::: Source excerpt
Assistant Examiner: Porta; David P.
Attorney, Agent or Firm: Stonebraker, Shepard &
Stephens
Claims
What is claimed is:
1. An x-ray microscope in which an object to be examined is
illuminated at least partially coherently via a condenser with
quasi-monochromatic x-radiation and is imaged enlarged in an image
plane by means of a high-resolution x-ray objective, each said
condenser and said objective being formed by a zone plate
consisting of a plurality of rings arranged concentrically on a
support foil, said objective having a Fourier plane situated
between said objective and said image plane, said microscope
comprising phase shifting means arranged in said Fourier plane and
formed by a foil which carries object structures of a preselected
shape corresponding to the shape of a preselected order of the
x-radiation diffracted by said object and imaged in said Fourier
plane, the object structures of said phase shifting means imparting
a phase shift to said radiation diffracted by said object on its
way to said image plane, whereby contrast of an image of said
object produced at said image plane is enhanced.
2. An x-ray microscope as defined in claim 1, wherein said
pre-selected order of radiation acted upon by said phase shifting
means is the zero order.
::::::
• [Goal]
Could you copy out the x-ray microscope patent excerpt above word for word, from the examiner line through claim 2?
::: Supplied material
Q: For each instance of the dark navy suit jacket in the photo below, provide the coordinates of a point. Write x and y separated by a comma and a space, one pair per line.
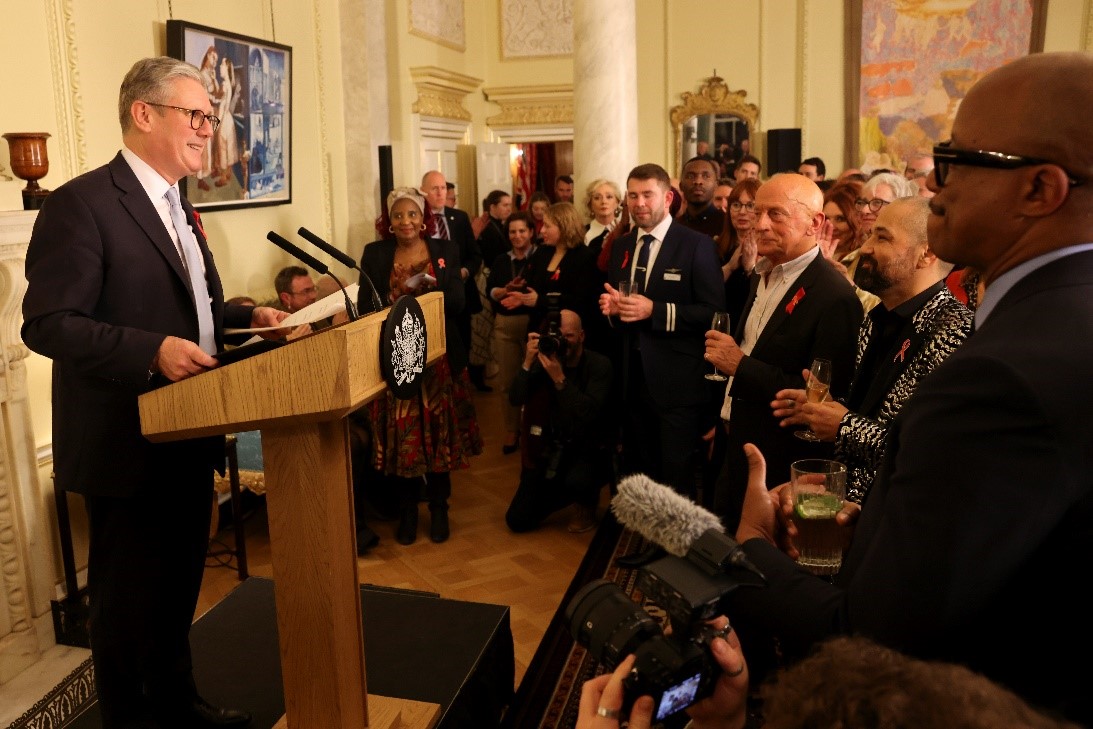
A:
::::::
• [Worked answer]
Assistant Examiner: Porta; David P.
Attorney, Agent or Firm: Stonebraker, Shepard &
Stephens
Claims
What is claimed is:
1. An x-ray microscope in which an object to be examined is
illuminated at least partially coherently via a condenser with
quasi-monochromatic x-radiation and is imaged enlarged in an image
plane by means of a high-resolution x-ray objective, each said
condenser and said objective being formed by a zone plate
consisting of a plurality of rings arranged concentrically on a
support foil, said objective having a Fourier plane situated
between said objective and said image plane, said microscope
comprising phase shifting means arranged in said Fourier plane and
formed by a foil which carries object structures of a preselected
shape corresponding to the shape of a preselected order of the
x-radiation diffracted by said object and imaged in said Fourier
plane, the object structures of said phase shifting means imparting
a phase shift to said radiation diffracted by said object on its
way to said image plane, whereby contrast of an image of said
object produced at said image plane is enhanced.
2. An x-ray microscope as defined in claim 1, wherein said
pre-selected order of radiation acted upon by said phase shifting
means is the zero order.